## SUPPLIED RECORDS
☆ ☆ ☆ ☆ ☆ ☆ ☆
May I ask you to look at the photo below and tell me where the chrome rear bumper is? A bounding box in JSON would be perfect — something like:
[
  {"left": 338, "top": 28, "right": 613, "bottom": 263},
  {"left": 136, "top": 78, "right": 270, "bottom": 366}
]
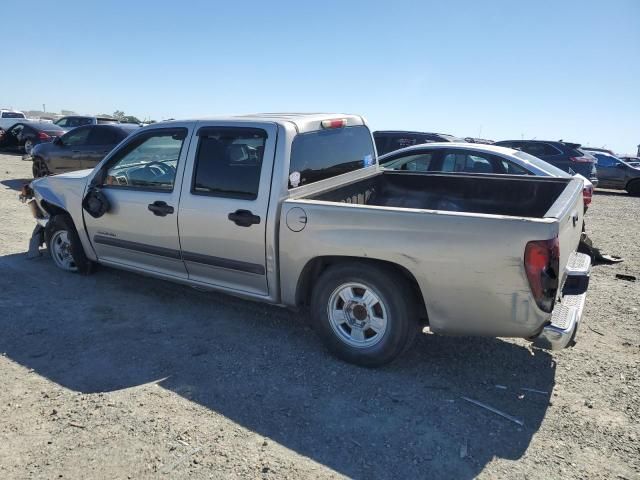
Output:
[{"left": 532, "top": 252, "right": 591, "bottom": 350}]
☆ ☆ ☆ ☆ ☆ ☆ ☆
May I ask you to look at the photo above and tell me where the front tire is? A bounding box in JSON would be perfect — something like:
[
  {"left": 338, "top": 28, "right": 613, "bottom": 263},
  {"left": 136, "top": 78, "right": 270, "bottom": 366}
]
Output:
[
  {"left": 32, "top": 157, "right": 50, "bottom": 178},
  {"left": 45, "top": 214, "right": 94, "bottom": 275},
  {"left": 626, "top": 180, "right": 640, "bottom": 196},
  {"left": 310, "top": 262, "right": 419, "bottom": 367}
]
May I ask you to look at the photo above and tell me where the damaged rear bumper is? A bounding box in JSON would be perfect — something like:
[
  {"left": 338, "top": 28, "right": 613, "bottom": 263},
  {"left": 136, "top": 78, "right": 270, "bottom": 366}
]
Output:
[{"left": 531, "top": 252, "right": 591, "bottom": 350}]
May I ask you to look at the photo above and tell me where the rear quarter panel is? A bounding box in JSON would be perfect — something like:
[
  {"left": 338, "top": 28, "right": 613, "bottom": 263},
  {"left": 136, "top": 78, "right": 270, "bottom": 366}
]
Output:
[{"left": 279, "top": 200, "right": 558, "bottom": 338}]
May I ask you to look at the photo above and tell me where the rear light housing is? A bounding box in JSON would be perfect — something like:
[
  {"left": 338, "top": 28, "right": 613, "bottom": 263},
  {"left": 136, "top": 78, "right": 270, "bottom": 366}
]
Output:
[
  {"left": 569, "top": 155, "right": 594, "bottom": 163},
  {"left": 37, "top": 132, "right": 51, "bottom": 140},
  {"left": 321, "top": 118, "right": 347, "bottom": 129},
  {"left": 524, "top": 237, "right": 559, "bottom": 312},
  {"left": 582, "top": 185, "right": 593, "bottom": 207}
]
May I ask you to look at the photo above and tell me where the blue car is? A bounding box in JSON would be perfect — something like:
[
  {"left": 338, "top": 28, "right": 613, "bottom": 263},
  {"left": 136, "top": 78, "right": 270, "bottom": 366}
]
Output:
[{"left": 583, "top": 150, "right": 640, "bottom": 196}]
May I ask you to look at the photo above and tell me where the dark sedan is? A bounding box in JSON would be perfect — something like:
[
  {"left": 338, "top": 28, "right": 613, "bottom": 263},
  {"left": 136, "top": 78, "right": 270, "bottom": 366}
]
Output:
☆ ☆ ☆ ☆ ☆ ☆ ☆
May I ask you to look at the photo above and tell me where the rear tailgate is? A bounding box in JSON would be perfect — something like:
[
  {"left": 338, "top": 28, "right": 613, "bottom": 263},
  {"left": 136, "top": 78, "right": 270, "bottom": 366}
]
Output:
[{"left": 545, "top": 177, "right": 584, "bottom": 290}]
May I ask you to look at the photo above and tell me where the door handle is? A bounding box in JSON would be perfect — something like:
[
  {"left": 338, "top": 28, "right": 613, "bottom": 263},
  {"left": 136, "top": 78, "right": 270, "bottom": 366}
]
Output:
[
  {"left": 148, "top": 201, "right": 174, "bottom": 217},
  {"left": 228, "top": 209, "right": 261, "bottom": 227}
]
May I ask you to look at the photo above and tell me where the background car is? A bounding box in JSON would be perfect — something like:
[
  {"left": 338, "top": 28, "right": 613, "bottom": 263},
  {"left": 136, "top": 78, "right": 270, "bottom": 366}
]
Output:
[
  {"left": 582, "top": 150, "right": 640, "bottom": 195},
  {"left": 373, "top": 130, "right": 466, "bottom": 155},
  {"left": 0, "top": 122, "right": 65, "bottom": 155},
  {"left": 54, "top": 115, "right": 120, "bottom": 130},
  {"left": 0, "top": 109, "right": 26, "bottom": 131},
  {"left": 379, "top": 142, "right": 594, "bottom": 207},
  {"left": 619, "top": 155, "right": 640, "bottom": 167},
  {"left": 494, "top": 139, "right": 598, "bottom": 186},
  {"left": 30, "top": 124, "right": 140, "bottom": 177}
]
☆ ☆ ☆ ☆ ☆ ☆ ☆
## PROBLEM DESCRIPTION
Search the records for the string "rear", and copy every line that holds it.

## RESULT OF THE TASK
May I ask you to look at the photo below and tell me where the chrome rear bumper is? A bounding box in JSON would be perfect — something like:
May I ask you to look at the photo above and tell me where the damaged rear bumper is? A bounding box in JSON would be perfect — something like:
May I ask you to look at the photo above and tell me where the rear quarter panel is? A bounding box in JSON would be perfect — something like:
May I ask you to look at the photo above and tell me where the rear light housing is? A bounding box in JSON would be perfect — something like:
May I ask you to look at the photo above and tell me where the rear tailgate is? A bounding box in JSON would be perfect — something like:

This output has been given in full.